EXERCISE INSTRUCTIONS: Only the pictures are to be left out; write out the rest of the data exactly.

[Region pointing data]
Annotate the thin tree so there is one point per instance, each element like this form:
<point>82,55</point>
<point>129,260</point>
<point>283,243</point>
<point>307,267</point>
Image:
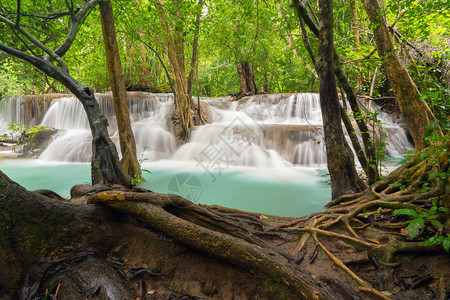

TASK RESPONSE:
Annotate the thin tree so there is one point per instance, each element like this form:
<point>82,55</point>
<point>129,260</point>
<point>283,243</point>
<point>307,267</point>
Image:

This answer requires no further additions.